Problem requirements:
Write out the material below exactly, beginning at the line that contains "like [654, 247]." and ending with its last line, both ends included; write nothing else.

Exercise data:
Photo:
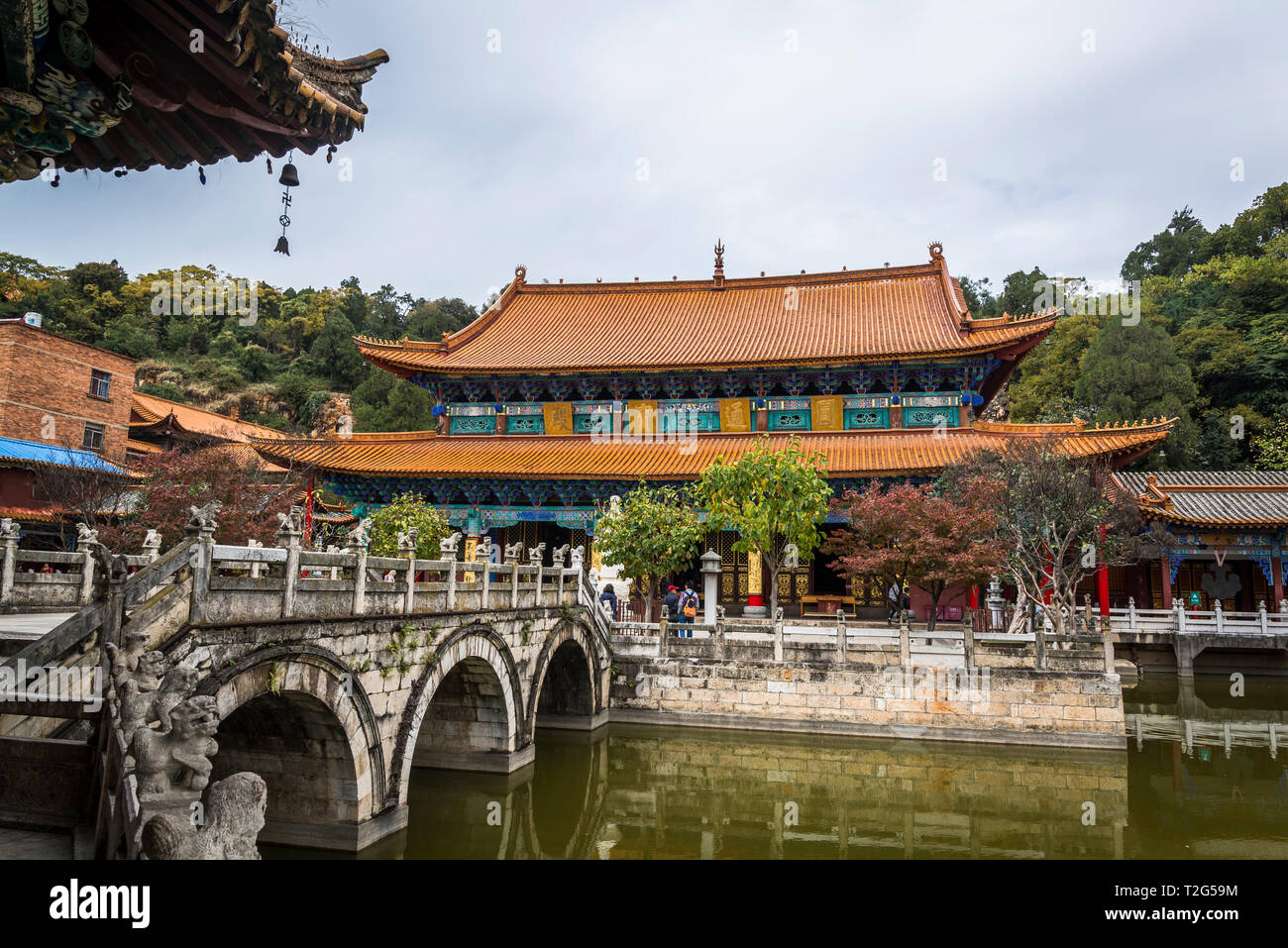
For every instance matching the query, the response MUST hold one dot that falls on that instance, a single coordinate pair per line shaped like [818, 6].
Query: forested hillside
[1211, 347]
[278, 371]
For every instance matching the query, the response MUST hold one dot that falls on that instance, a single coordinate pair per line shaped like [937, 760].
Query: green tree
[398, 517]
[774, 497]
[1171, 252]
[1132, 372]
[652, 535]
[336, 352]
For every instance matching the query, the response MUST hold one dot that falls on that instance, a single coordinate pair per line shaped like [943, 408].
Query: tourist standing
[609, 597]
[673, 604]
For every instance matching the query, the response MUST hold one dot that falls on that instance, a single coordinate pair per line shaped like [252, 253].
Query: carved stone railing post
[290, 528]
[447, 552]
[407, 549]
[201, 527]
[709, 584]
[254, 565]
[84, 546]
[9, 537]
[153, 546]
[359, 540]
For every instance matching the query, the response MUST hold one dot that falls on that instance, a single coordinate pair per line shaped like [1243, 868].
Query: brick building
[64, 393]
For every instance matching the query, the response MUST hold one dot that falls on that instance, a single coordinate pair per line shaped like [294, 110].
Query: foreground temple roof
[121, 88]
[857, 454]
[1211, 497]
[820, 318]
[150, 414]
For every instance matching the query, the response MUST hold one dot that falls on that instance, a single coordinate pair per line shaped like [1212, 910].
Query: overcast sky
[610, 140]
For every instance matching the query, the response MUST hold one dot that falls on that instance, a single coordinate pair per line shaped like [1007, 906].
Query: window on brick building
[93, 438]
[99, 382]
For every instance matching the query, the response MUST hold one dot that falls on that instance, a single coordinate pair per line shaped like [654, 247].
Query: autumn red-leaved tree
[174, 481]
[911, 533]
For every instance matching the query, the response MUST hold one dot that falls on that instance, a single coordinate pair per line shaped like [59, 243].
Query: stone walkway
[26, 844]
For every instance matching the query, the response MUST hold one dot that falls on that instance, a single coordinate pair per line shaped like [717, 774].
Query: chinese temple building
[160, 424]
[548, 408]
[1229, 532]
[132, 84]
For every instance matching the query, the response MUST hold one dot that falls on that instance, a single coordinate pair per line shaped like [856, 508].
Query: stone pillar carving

Completed exercise:
For every instance matching the query, the response MUST hold one dot that falls on that instance, a single coordinate pair per line shaped like [654, 247].
Query: autumn red-leaved tree
[174, 481]
[911, 533]
For every instance matching the query, the response MUST hold one dot that falls on that instance, a single coordinate pair per line shaped like [59, 243].
Query: stone walkway
[26, 844]
For every instance matching the query, the response MUST hold one dot that falls on that instance, a single coordinate pair per line shaped like [717, 774].
Query: chinese temple building
[160, 424]
[548, 408]
[1229, 532]
[132, 84]
For every instance matching the query, the response MUST hold one dot that falls on that instance, a single coordinate pair per line shaped like [856, 508].
Query: stone pillar carving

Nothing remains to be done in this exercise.